In a wash of fever, muscle relaxants, and pain killers, I spent weeks in the grip of dreams and hallucinations. My first clear memories from after the accident date to twenty days after the fire. The days in between were like nothing else I had ever experienced.
Occasionally some part of the outside world would intrude and I would try to figure out what was going on or even try to wake up but the dream would just adjust and go on. But outside stimuli usually just set the stage and introduced the occasional fireworks. From there it was an unending ride through hundreds of hours of worlds created by my quite literally fevered imagination.
Not surprisingly I spent a great deal of time convinced that I had been kidnapped. I could perceive the nurses coming and going. I could even distinguish the head nurse and a few others, people who would later be oddly familiar once I reentered the lucid world.
But around those ragged few bits of reality my mind constructed a conviction that I was laid on a stretcher on the floor in a dark chamber hidden on an upper floor of a Chinese restaurant in Queens. A real one, mind you, one on Queens Boulevard, now gone, that I've walked past a hundred times.
We (I and the people tied on the many other stretchers in rows all around me) were being held for some reason that had to be kept secret. It was always dark, with tiny bits of sunlight illuminating the shadowed activities. When, in the real world, I had to be transported to the CAT scanner, I was aware of the conversations by the staffers around me, aware of my being too heavy for them, of them dropping me, arguing, and then bringing in an orderly to help. When we got stuck somewhere partway there I was convinced that I lay in the kind of stretcher used for mountain rescues, hanging there at a forty-five degree angle, suspended in the huge acrylic curved window looking out on Queens Boulevard and 65th. I did wonder a bit what story they must be giving passersby to explain my hanging there.
Over several days I tried to get somebody's attention, to figure out an escape plan, some way, in my feeble condition, to get to a phone, to get up and out and go the ten blocks or so from there to the apartment of my friends Laurence and Marina.

################

**YOUR ASSIGNMENT:**
Continue the memoir passage about the fever dreams after the fire, starting after its final sentence. The entries that follow come from a separate source and are unrelated to the memoir passage.

################

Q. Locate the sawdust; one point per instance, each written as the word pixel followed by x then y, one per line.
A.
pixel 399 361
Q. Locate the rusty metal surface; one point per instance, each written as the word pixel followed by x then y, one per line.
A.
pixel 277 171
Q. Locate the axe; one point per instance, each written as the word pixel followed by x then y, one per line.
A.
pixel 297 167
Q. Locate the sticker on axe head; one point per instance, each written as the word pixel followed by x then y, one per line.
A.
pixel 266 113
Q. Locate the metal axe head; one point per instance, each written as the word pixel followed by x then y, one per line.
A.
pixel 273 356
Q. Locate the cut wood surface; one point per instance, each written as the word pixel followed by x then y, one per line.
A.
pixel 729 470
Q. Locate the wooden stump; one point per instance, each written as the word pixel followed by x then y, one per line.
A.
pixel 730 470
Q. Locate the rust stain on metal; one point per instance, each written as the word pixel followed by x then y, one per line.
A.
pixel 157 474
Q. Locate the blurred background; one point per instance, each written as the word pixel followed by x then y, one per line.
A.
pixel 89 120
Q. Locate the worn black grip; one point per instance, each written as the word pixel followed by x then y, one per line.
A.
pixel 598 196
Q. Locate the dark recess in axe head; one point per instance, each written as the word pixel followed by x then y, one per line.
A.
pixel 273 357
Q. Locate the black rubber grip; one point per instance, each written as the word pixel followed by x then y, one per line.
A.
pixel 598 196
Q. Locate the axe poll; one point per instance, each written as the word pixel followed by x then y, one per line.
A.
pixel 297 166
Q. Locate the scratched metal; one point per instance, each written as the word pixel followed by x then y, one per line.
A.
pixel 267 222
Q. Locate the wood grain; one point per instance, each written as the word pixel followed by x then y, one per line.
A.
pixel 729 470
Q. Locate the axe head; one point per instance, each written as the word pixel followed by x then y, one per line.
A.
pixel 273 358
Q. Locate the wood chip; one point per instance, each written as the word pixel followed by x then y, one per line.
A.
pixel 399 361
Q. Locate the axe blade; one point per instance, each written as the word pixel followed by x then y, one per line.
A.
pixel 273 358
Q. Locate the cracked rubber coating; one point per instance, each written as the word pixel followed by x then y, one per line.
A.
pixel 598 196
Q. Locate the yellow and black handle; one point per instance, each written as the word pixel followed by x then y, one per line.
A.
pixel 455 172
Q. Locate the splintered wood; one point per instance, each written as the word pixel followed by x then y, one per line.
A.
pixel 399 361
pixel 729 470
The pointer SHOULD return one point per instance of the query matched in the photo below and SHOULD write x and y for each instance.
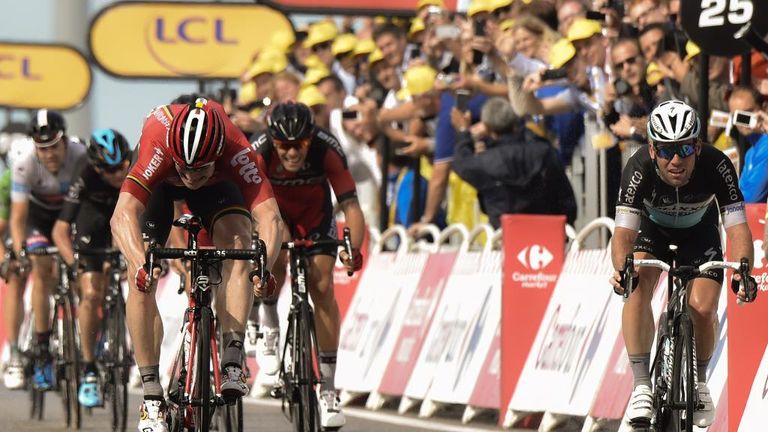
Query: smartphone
(719, 119)
(462, 100)
(745, 118)
(350, 115)
(447, 32)
(554, 74)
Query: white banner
(566, 364)
(371, 326)
(457, 372)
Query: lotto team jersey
(303, 196)
(31, 181)
(713, 183)
(238, 162)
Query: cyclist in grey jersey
(39, 182)
(671, 194)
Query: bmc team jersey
(304, 197)
(643, 193)
(238, 162)
(31, 181)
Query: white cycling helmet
(673, 121)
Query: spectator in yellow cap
(314, 99)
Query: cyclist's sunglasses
(299, 145)
(113, 169)
(668, 151)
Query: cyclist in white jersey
(39, 183)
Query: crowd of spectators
(483, 113)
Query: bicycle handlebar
(741, 267)
(309, 244)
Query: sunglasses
(288, 145)
(627, 62)
(321, 46)
(669, 151)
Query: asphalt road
(260, 415)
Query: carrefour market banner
(182, 40)
(42, 76)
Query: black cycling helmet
(290, 121)
(47, 127)
(107, 148)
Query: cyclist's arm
(126, 233)
(622, 243)
(741, 242)
(354, 219)
(62, 239)
(269, 224)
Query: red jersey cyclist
(192, 152)
(303, 161)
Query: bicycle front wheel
(683, 381)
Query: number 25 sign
(712, 24)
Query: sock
(233, 349)
(701, 369)
(641, 368)
(268, 315)
(328, 370)
(150, 378)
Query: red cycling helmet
(196, 136)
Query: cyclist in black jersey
(88, 206)
(675, 193)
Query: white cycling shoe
(13, 377)
(331, 415)
(705, 412)
(640, 406)
(267, 348)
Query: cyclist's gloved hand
(264, 289)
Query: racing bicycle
(673, 371)
(192, 396)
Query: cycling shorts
(209, 203)
(92, 230)
(695, 245)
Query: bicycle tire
(204, 411)
(118, 375)
(71, 364)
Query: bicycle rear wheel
(683, 382)
(70, 366)
(203, 411)
(120, 357)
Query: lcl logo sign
(14, 67)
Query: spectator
(513, 170)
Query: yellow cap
(424, 3)
(375, 57)
(506, 24)
(418, 80)
(320, 32)
(283, 40)
(478, 6)
(313, 76)
(247, 93)
(653, 74)
(691, 50)
(365, 46)
(583, 28)
(417, 25)
(313, 62)
(561, 53)
(344, 43)
(497, 4)
(311, 96)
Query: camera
(745, 118)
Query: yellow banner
(42, 76)
(183, 40)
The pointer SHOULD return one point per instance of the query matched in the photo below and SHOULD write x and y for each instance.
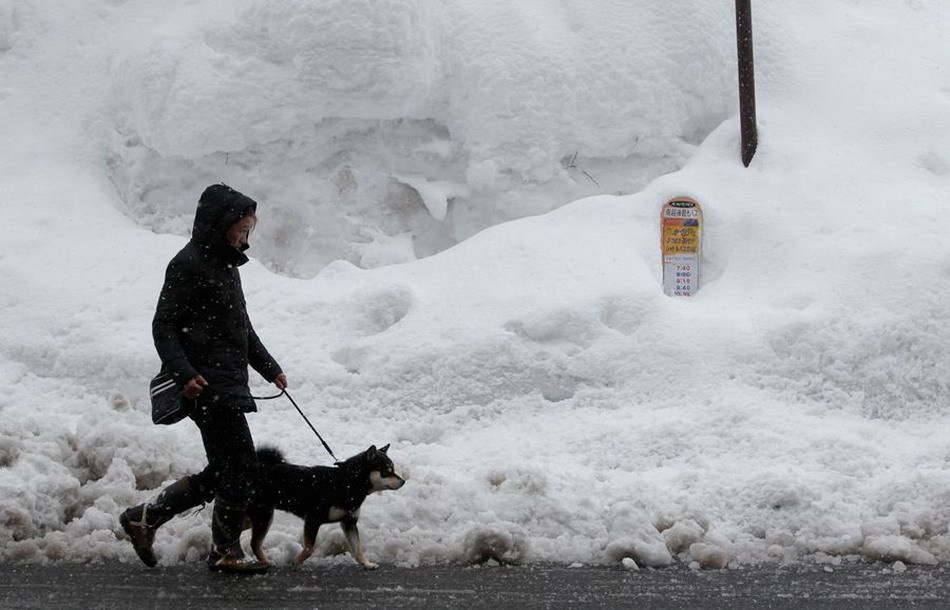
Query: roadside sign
(681, 240)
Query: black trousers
(232, 460)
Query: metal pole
(749, 131)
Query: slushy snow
(458, 254)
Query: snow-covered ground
(458, 254)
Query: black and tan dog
(318, 495)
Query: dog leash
(294, 402)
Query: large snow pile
(543, 397)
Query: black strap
(293, 402)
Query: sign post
(681, 240)
(748, 130)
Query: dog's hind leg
(352, 534)
(260, 524)
(310, 528)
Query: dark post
(750, 136)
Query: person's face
(240, 230)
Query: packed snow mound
(517, 107)
(545, 401)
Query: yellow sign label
(680, 240)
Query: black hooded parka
(201, 326)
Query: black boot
(226, 555)
(140, 522)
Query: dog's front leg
(260, 523)
(310, 528)
(352, 535)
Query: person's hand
(194, 387)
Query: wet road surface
(124, 585)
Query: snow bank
(543, 398)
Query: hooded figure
(201, 327)
(205, 340)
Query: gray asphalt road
(118, 585)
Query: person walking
(205, 340)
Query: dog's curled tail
(270, 455)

################

**TASK RESPONSE:**
One long dream that stretched through at least two days was a sort of tour of the high-tech fantasies so beloved of Wired Magazine and Burning Man types, in an ever-changing environment of Playskool-colored modules, computer-controlled, dynamically-reshaped structures, and mystical underground caverns.
I had hours of discussion with the members of a playful techie cooperative from a few decades in the future who were working on educational software. We discussed a lot though the fact that the rooms, sort of like brightly-colored, oversized Habitrails, kept changing color and shape kept getting in the way of my attention. The vaguely Lophtish geeks thought it was endlessly funny that I couldn't adapt to this.
An odd non-sequitur came when, as I was in the midst of some complex negotiation with the green-eyed beings looking out at me from niches in the rough-carved walls of a large dark cave, the real world intruded in the form of hundreds of hard hammering blows shaking me through. This was somebody "percussing" my chest with motors built into the hospital bed to clear some of the muck out from inside my lungs. But in my world, suddenly I was seated in a stone chair, a huge granite Mexican mortar and pestle in my lap, forced by cryptic circumstance to grind away - slam! slam! slam! slam! - five or six times a second, at the grains of corn in the mortar's shallow bowl.
Some part of me immediately grasped that this whole vibration thing was delaying the narrative flow. After a minute or so I was increasingly aware that the story was being stalled by intrusion from the outside and, unable to get out of my stone chair or wake up, watching the pestle grind away long after the corn should be powder, I got more and more impatient for whatever this shaking was to please get finished so I could go back to what I was in the middle of.
If nothing else, somehow the longer things stalled like this the less the room was a deep, profound chamber of the ancients and the more it was turning into some sort of room in a cheesy New Mexico corporate retreat, complete with glass-enclosed imitation Navajo paintings on the walls and a manufactured tabletop fountain across from me.
Trust me, this made no sense to me then and makes no sense to me now.
Anyway, eventually the percussing ended but by now the whole thing was gone and I was stuck in the middle of the night out back by the dumpsters behind a suburban convenience store, alone and bored under cheap sodium lighting.
The goddamned interruption had taken me from Anne Rice to Kevin Smith.
Oh, well. Something new will come along any minute now.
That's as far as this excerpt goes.